## Direction:
Can you rewrite all the records with "fattest part" changed to "widest part" throughout, keeping everything else the same and leaving out the pictures?

## Data provided:
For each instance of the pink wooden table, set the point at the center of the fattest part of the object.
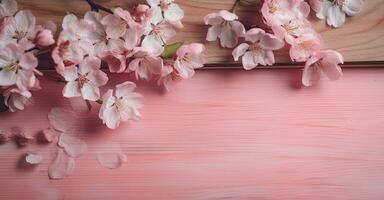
(227, 134)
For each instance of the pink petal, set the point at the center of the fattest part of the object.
(353, 7)
(5, 136)
(90, 92)
(33, 158)
(73, 146)
(48, 135)
(62, 119)
(311, 73)
(111, 160)
(239, 51)
(71, 89)
(271, 42)
(248, 61)
(335, 16)
(124, 89)
(213, 32)
(62, 166)
(173, 13)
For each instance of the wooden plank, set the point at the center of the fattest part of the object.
(360, 39)
(225, 134)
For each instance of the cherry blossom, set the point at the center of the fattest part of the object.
(7, 8)
(84, 80)
(189, 57)
(17, 67)
(165, 10)
(144, 64)
(303, 47)
(225, 26)
(335, 11)
(158, 35)
(323, 62)
(120, 105)
(258, 50)
(16, 99)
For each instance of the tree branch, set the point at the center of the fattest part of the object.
(97, 7)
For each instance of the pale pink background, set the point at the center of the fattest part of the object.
(222, 135)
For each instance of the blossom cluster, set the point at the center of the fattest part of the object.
(136, 42)
(287, 24)
(20, 40)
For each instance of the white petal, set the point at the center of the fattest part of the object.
(173, 13)
(71, 89)
(336, 17)
(90, 92)
(213, 33)
(248, 61)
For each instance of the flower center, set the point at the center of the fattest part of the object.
(19, 35)
(339, 2)
(82, 79)
(255, 48)
(13, 67)
(120, 105)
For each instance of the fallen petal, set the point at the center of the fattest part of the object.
(111, 160)
(33, 158)
(47, 135)
(62, 166)
(5, 136)
(22, 138)
(73, 146)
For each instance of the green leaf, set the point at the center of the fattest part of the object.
(171, 49)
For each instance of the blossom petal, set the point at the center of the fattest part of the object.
(335, 16)
(213, 32)
(71, 89)
(173, 13)
(248, 61)
(239, 51)
(352, 7)
(90, 92)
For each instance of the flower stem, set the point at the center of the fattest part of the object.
(99, 101)
(97, 7)
(235, 5)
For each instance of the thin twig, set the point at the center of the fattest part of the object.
(96, 7)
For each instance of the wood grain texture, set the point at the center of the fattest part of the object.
(360, 39)
(222, 135)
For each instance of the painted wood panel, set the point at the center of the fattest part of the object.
(360, 39)
(225, 134)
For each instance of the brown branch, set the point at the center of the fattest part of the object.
(97, 7)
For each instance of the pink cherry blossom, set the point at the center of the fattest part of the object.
(336, 11)
(292, 29)
(225, 26)
(189, 57)
(84, 80)
(165, 10)
(17, 67)
(121, 105)
(21, 29)
(277, 12)
(326, 62)
(157, 36)
(168, 76)
(304, 46)
(7, 8)
(144, 64)
(73, 43)
(258, 50)
(16, 99)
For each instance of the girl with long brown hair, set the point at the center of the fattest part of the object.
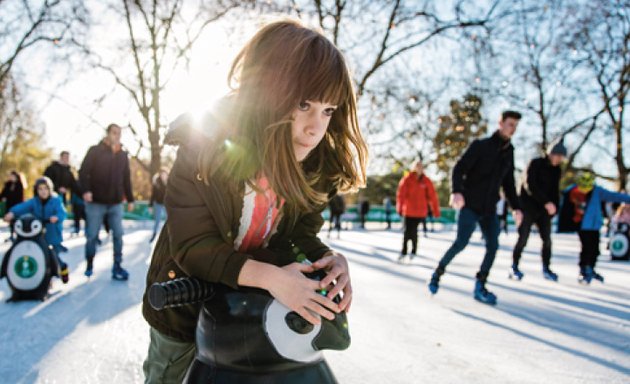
(247, 189)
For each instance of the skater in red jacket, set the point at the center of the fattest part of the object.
(414, 198)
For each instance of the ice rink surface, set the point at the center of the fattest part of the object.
(540, 331)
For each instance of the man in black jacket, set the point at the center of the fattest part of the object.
(105, 179)
(486, 166)
(61, 175)
(540, 196)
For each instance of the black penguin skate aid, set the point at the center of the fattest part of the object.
(30, 263)
(246, 336)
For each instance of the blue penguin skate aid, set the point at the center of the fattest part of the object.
(30, 263)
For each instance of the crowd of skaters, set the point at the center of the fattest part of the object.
(97, 197)
(200, 242)
(483, 187)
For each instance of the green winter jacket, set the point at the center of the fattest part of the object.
(198, 237)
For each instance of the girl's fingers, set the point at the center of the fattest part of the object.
(331, 276)
(325, 302)
(323, 262)
(309, 316)
(342, 281)
(347, 298)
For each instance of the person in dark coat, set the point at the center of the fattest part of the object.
(485, 167)
(337, 207)
(61, 175)
(105, 179)
(13, 194)
(158, 190)
(540, 195)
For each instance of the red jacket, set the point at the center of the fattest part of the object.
(414, 196)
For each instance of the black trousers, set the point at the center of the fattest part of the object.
(411, 233)
(543, 222)
(590, 248)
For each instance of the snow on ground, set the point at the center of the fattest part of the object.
(540, 331)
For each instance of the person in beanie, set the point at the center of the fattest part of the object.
(485, 167)
(581, 211)
(415, 196)
(46, 205)
(539, 196)
(61, 175)
(105, 180)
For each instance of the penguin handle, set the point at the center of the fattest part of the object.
(178, 292)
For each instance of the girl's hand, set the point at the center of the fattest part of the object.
(337, 267)
(290, 287)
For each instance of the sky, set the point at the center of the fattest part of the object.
(74, 123)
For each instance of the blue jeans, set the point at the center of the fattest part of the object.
(95, 213)
(158, 210)
(466, 224)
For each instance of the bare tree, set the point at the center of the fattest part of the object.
(159, 39)
(28, 24)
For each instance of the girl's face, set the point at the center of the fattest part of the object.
(43, 192)
(310, 122)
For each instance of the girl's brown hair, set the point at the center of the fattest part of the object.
(283, 64)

## Complete response:
For each instance of the pink wooden table, set the point at the center of the widest part of the object.
(227, 134)
For each instance of the pink petal, set the point at the center of the widest part of the object.
(353, 7)
(5, 136)
(90, 92)
(33, 158)
(73, 146)
(48, 135)
(62, 119)
(311, 73)
(111, 160)
(239, 51)
(71, 89)
(271, 42)
(248, 61)
(335, 16)
(124, 89)
(213, 32)
(62, 166)
(173, 13)
For each instance of the wooden plank, set the point at the center of the widest part of the object.
(360, 39)
(225, 134)
For each instance of the cherry blossom, set the point at the center of the widest part of the object.
(7, 8)
(84, 80)
(189, 57)
(17, 67)
(165, 10)
(144, 64)
(303, 47)
(225, 26)
(335, 11)
(158, 35)
(323, 62)
(120, 105)
(258, 50)
(16, 99)
For each instance of the tree branch, set the point at the center of the widest part of the object.
(97, 7)
For each instance of the pale pink background, set the point at the center of the widest part of the object.
(222, 135)
For each instance of the blossom cluster, set the point at the center of the widest part of the object.
(136, 42)
(287, 24)
(20, 40)
For each instance of the white petal, set the point at the center of the widest part of the object.
(173, 13)
(71, 89)
(336, 17)
(90, 92)
(213, 33)
(248, 61)
For each instance of the flower center, set the point at the center of the widest part of the object.
(19, 35)
(339, 2)
(82, 79)
(255, 48)
(13, 67)
(120, 105)
For each instance of the fallen petal, set the point at the center of the widest part of the object.
(111, 160)
(33, 158)
(47, 135)
(62, 166)
(5, 136)
(22, 138)
(73, 146)
For each instance of the green leaf, set the point at the center of the widest part of the object.
(171, 49)
For each instance of the blossom petal, set the point at the center of the widest part of the object.
(335, 16)
(213, 32)
(71, 89)
(173, 13)
(248, 61)
(239, 51)
(352, 7)
(90, 92)
For each instance of the flower stem, set the point at the center of the widest part of the object.
(99, 101)
(97, 7)
(235, 5)
For each instance of the thin twig, set the point at the center of the widest part of the object.
(96, 7)
For each instance of the wood grain texture, set the point at the center of the widest part of the object.
(360, 39)
(222, 135)
For each instance of the painted wood panel, set the point at the center of the widest part of the object.
(360, 39)
(225, 134)
For each instance of the brown branch, set the point at the center of the widest part of the object.
(97, 7)
For each instance of the pink cherry blossom, set the point at the center of the widest part of the object.
(336, 11)
(292, 29)
(225, 26)
(189, 57)
(84, 80)
(165, 10)
(17, 67)
(121, 105)
(21, 29)
(277, 12)
(326, 62)
(157, 36)
(168, 76)
(304, 46)
(7, 8)
(144, 64)
(73, 43)
(258, 50)
(16, 99)
For each instance of the girl with long brown hair, set the point at the center of the widest part of the object.
(247, 189)
For each instance of the skater in red jacket, set the point at the center of the widest part of the object.
(414, 198)
For each instance of the ice rink surface, set the point at the center of the widest part of the object.
(540, 331)
For each instance of the man in black jacket, set the point at the center of the widest part of the object.
(105, 179)
(486, 166)
(61, 175)
(540, 196)
For each instance of the black penguin skate aid, set the point at the center of the widest part of the object.
(30, 263)
(246, 336)
For each instance of the blue penguin skate aid, set the point at the center of the widest part of the object.
(30, 263)
For each instance of the crowd of skaters, set the point at the center of the widest part of the object.
(97, 197)
(200, 242)
(483, 187)
For each instance of the green winter jacket, set the point at the center of the widest part of the object.
(198, 237)
For each instance of the girl's fingers, set the point at the center of the widest part of the object.
(331, 276)
(325, 302)
(323, 262)
(309, 316)
(342, 281)
(347, 298)
For each instance of the person in dark coat, set the point at the center of the widest part of the object.
(485, 167)
(337, 207)
(61, 175)
(105, 179)
(13, 194)
(158, 190)
(540, 195)
For each instance of the red jacket, set the point at the center of the widest part of the object.
(414, 196)
For each instance of the black trousers, set the point at the center of the widest part of the object.
(411, 233)
(543, 222)
(590, 248)
For each instance of the snow on ground, set the point at the center of the widest part of the object.
(540, 331)
For each instance of the person in beanie, set the point at the center of the widest part of the object.
(485, 167)
(581, 211)
(415, 196)
(46, 205)
(539, 196)
(61, 175)
(105, 180)
For each instance of the penguin handle, set the point at the center of the widest part of the object.
(178, 292)
For each instance of the girl's hand, set the point at the center of the widest part of the object.
(337, 267)
(290, 287)
For each instance of the sky, set the point at the center of the widest part of the object.
(74, 123)
For each instance of the blue jeans, set the point at the center of the widest part of the object.
(95, 213)
(158, 210)
(466, 224)
For each instance of the bare tree, set the point at the center of the widest part of the object.
(159, 39)
(28, 24)
For each instance of the girl's face, set the point at the center of the widest part of the object.
(43, 192)
(310, 122)
For each instance of the girl's brown hair, set the point at the center of the widest part of the object.
(283, 64)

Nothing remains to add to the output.